# PROBLEM A:
From the Potsdam passage below, list the subjects the narrator teaches and writes about.

# TEXT SECTION:
Dateline: POTSDAM, August, 2005--I am in Germany as part of a collaborative three-nation research study of the Russian-Jewish diaspora. The entire seven-person research team is meeting in Potsdam to go over our findings, discuss implications, and, yes, iron out the various disagreements that are an inherent part of collaborative work.
I am standing in front of a large building with many doors, one of which leads to the Moses Mendelssohn Center for European-Jewish Studies, which had written the grant for this project. All the doors have signs, but my few words of German (guten tag) are grossly insufficient to determine which bell to ring, so I stand in front of the building trying to decide which door looks most Jewish. Fortunately, despite the light drizzle, I spot several pedestrians walking along the street. I walk toward them, intending to ask for directions, but as I draw near, I notice that their faces are wrinkled with age. It occurs to me that they were probably alive during the Shoah, and I find myself wondering what they had done those many years ago, how they felt about Jews back then, how they feel about Jews on this day. I am Jewish. This information seems important. I don’t want to talk to these men; I don’t want to ask them for directions to a “Jewish Center.”
I am somewhat uneasy about my feelings. My politics are liberal. I teach and write about stereotypes, prejudice and racism. I recognize my thoughts and feelings for what they are – prejudicial and irrational. The men on the street, old as they are, were probably in their preteens when the war ended. It is unlikely that any of them personally did anything worth holding against them, certainly not sixty years later. But what of their parents? Their uncles and aunts? They were old enough. What, I wonder, was their involvement? I have no way of knowing, of course. They could have been righteous gentiles. For that matter, they could have even been German Jews (a few remained after the war). I know avoiding the men would be irrational – well, mostly irrational. Truth is, many Germans didn’t much like Jews in those times. From what I hear, many still don’t. I let the men pass and wait in the rain for someone else to come by.
My wait in the rain was a fitting introduction to Germany, since the purpose of our study – at least in part – was to understand why Russian Jews were migrating to Germany in large numbers and how they experienced their host country and host people once they arrived. A comprehensive treatment of this question would fill a book – ours, and even then we do not pretend to have captured the entirety of this particular immigration experience.

# PROBLEM B:
Filter the rows below, keeping every line that contains the string "collar". Case counts.

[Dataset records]

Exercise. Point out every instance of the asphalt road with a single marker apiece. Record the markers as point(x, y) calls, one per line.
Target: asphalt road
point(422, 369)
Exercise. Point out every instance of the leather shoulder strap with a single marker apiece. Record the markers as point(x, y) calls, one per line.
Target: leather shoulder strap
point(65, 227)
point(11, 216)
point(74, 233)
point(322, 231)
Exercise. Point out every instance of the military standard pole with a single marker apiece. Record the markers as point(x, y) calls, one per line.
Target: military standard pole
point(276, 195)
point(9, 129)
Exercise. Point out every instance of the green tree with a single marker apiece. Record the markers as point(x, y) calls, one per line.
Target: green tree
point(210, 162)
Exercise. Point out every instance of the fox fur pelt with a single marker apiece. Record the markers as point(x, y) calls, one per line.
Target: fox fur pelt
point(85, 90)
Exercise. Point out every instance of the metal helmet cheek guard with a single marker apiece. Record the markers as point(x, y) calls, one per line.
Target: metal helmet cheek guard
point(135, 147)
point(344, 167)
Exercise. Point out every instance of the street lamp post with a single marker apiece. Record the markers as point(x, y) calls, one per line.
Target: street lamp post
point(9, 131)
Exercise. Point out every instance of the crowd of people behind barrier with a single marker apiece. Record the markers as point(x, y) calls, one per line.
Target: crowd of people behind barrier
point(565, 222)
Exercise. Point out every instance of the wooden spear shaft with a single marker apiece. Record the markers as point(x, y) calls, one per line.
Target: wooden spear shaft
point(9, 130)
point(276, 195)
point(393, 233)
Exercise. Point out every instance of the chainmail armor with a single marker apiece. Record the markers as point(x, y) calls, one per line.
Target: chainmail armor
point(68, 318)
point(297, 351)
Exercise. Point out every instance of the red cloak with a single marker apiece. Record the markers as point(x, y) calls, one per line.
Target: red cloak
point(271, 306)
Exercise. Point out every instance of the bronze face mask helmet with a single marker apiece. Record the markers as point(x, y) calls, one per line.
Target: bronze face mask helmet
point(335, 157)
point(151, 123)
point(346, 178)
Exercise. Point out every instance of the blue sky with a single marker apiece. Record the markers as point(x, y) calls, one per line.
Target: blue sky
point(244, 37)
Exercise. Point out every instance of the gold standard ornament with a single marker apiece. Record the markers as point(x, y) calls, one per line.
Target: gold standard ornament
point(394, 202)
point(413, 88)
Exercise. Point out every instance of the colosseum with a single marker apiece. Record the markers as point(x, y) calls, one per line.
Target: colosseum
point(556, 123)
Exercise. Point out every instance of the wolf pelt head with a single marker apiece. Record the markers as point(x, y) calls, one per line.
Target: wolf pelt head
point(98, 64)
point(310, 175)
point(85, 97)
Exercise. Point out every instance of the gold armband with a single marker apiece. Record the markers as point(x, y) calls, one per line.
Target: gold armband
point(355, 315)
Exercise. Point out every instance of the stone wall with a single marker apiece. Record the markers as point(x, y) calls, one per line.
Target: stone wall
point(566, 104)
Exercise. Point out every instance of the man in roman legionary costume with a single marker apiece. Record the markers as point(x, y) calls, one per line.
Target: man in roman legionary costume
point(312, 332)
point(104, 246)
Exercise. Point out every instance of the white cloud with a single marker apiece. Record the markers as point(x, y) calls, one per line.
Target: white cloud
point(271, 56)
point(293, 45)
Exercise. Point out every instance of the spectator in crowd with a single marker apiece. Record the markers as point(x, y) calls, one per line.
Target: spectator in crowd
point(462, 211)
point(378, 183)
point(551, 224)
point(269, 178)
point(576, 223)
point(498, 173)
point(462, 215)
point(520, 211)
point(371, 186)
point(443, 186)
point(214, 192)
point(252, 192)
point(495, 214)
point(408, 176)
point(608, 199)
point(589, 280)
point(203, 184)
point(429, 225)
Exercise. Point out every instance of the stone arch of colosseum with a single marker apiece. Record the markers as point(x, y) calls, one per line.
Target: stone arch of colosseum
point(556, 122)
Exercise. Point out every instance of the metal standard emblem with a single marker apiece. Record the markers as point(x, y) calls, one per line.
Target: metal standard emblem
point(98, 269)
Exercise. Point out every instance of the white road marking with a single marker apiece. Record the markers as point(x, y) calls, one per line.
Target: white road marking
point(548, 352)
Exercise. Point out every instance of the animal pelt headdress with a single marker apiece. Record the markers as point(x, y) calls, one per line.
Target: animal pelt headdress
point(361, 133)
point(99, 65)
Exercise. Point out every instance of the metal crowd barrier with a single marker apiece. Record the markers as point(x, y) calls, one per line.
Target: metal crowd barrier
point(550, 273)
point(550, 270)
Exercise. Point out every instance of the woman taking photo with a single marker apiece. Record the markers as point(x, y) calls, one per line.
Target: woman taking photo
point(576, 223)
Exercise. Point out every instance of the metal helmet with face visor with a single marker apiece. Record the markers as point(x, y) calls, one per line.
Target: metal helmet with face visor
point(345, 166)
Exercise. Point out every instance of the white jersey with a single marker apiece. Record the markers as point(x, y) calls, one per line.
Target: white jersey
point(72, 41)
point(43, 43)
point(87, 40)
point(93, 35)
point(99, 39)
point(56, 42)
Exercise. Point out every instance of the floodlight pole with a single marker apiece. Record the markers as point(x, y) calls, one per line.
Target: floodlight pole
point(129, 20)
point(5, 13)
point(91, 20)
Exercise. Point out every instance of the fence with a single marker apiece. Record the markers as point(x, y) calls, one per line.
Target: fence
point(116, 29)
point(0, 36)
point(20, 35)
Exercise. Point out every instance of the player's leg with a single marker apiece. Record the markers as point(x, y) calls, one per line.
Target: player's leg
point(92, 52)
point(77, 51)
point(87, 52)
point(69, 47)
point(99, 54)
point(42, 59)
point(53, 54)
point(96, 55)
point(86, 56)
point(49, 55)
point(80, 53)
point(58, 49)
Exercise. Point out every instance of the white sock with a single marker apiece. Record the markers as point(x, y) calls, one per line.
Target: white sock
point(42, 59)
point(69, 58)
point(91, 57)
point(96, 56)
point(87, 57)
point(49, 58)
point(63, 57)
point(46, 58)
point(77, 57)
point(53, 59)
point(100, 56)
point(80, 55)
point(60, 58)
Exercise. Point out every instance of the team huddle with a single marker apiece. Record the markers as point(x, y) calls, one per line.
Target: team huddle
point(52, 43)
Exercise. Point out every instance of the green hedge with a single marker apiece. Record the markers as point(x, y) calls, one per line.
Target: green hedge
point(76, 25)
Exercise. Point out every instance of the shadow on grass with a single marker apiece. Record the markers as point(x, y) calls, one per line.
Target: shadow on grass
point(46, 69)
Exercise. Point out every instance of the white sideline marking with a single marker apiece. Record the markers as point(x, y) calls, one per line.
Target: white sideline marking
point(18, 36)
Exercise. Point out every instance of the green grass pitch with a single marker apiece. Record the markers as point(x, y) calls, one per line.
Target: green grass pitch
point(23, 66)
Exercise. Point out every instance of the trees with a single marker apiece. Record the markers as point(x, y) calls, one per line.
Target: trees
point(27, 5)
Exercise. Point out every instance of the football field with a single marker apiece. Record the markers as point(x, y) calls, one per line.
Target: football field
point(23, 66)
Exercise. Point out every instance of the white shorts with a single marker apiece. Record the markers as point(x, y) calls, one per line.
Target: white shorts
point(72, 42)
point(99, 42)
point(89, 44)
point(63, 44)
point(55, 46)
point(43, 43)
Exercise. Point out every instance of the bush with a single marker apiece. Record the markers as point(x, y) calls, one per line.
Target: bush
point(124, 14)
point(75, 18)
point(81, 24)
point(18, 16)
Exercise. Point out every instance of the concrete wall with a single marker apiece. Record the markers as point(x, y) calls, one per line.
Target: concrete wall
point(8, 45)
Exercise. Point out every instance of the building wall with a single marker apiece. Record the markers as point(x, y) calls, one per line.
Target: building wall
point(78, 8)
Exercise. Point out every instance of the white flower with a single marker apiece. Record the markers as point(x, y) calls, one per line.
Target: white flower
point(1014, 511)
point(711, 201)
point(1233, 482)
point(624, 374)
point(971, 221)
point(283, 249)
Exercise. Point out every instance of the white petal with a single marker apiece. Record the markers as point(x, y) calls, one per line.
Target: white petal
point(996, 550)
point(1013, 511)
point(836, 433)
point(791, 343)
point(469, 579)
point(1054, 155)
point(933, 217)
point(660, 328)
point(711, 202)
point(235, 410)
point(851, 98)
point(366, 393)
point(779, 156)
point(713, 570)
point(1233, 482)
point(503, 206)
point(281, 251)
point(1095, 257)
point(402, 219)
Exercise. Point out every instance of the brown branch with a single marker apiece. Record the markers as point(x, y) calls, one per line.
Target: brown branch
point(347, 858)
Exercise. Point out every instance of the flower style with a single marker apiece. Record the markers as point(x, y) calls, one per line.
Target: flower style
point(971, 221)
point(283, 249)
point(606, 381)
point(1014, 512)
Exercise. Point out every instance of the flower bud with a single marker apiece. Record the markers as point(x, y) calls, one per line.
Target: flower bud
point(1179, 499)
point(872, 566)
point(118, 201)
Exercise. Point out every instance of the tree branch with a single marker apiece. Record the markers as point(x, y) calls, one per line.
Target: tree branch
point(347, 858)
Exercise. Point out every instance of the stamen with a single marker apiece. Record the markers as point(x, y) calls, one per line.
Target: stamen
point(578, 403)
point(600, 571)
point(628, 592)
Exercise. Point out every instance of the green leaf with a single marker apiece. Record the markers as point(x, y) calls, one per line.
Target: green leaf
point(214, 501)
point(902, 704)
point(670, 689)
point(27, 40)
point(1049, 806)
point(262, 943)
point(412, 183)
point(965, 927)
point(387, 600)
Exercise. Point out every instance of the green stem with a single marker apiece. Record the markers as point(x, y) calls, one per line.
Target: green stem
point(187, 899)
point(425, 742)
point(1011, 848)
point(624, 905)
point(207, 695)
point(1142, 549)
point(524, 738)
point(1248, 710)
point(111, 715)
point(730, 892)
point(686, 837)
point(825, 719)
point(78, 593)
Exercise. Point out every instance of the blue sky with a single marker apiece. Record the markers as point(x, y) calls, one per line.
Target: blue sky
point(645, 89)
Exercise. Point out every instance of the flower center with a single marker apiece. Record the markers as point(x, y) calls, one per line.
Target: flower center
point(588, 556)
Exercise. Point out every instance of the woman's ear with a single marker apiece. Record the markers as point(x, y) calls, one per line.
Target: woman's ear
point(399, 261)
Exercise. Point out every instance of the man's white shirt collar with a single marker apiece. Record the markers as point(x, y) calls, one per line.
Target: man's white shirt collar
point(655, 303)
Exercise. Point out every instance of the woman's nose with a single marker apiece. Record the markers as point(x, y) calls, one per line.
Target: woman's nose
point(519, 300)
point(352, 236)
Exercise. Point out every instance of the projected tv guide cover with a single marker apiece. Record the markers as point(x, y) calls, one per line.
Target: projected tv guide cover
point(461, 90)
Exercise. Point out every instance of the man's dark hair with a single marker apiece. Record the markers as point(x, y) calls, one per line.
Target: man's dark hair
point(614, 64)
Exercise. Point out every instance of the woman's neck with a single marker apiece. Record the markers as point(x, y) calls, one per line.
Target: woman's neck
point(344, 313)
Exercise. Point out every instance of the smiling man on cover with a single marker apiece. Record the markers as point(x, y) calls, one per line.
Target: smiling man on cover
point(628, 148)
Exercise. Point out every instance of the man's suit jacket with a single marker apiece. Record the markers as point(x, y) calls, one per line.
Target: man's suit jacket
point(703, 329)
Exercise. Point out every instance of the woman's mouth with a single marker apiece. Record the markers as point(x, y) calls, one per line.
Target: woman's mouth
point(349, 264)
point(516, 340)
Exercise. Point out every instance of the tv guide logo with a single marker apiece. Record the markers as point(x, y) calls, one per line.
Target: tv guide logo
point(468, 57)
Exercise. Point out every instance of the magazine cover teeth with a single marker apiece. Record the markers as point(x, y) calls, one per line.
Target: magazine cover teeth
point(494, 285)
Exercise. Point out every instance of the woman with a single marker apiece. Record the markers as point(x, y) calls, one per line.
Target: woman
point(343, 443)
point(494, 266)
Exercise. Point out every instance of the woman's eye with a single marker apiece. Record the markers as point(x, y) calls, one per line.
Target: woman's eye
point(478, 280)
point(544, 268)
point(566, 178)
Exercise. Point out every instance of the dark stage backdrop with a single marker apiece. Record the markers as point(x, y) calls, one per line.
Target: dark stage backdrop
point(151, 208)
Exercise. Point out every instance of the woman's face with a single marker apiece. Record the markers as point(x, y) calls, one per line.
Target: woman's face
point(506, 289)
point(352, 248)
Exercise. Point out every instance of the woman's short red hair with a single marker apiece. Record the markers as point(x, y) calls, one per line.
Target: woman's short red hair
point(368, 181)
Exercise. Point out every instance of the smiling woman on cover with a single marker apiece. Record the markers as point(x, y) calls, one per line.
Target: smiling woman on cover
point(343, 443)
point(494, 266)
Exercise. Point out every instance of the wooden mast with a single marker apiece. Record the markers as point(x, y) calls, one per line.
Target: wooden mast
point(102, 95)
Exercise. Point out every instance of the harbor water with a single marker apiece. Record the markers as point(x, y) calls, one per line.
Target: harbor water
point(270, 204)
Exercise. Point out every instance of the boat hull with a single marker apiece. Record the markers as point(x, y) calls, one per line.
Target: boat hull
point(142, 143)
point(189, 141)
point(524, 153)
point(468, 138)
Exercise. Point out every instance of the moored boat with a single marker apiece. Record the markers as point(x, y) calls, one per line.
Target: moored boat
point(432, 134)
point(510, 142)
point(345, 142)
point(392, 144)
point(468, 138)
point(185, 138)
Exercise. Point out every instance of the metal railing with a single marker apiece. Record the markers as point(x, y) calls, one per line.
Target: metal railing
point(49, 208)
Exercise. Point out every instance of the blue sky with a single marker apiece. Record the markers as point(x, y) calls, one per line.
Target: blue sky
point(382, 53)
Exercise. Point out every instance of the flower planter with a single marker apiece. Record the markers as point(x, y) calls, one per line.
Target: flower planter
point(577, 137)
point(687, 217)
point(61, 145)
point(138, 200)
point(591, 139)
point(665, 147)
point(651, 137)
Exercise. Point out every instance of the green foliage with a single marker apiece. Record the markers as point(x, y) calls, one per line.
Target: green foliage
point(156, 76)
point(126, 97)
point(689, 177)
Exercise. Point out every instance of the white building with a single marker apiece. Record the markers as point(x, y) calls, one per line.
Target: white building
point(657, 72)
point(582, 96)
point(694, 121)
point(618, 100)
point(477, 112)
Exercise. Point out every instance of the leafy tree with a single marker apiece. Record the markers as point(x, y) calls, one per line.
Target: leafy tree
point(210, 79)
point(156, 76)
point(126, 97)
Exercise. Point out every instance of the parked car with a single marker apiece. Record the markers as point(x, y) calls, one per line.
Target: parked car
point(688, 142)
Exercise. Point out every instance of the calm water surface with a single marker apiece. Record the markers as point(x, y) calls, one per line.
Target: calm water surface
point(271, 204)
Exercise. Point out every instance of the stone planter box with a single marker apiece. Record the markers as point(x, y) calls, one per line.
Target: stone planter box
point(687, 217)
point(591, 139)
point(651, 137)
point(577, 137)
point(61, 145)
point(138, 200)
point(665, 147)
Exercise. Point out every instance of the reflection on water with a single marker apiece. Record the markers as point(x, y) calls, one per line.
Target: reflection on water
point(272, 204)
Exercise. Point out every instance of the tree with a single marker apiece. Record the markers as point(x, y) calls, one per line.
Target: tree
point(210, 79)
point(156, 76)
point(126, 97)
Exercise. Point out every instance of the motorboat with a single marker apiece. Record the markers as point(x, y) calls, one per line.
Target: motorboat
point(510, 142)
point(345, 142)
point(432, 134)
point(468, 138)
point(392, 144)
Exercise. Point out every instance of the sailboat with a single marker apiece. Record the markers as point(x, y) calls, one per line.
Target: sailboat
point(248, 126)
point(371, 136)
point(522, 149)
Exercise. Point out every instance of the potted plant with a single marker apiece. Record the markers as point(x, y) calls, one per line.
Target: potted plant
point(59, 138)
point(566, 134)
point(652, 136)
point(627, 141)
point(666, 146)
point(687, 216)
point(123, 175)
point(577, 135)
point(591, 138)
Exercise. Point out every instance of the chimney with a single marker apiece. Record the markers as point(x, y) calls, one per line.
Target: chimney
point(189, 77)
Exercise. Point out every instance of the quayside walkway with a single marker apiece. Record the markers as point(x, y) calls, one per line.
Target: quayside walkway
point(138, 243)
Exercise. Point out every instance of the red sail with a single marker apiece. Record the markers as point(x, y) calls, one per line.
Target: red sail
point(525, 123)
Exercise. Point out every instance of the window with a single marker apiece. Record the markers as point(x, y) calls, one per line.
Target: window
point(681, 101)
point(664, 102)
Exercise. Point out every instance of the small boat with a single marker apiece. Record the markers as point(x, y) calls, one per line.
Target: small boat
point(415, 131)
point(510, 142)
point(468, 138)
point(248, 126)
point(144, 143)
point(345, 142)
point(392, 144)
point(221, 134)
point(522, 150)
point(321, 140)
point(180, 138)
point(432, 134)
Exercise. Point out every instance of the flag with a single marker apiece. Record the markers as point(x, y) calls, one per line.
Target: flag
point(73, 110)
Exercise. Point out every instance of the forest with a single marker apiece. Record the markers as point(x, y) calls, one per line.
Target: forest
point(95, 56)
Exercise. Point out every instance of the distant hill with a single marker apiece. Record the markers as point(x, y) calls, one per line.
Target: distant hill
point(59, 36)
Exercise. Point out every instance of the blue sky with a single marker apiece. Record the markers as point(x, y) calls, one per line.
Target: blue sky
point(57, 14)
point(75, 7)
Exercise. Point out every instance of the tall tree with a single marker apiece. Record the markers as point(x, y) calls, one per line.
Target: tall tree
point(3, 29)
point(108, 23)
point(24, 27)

# EXERCISE ANSWER A:
stereotypes, prejudice, racism

# EXERCISE ANSWER B:
Exercise. Point out every instance of the man's white shirt collar with a single marker apiece. Record the markers as point(x, y) calls, one per line.
Target: man's white shirt collar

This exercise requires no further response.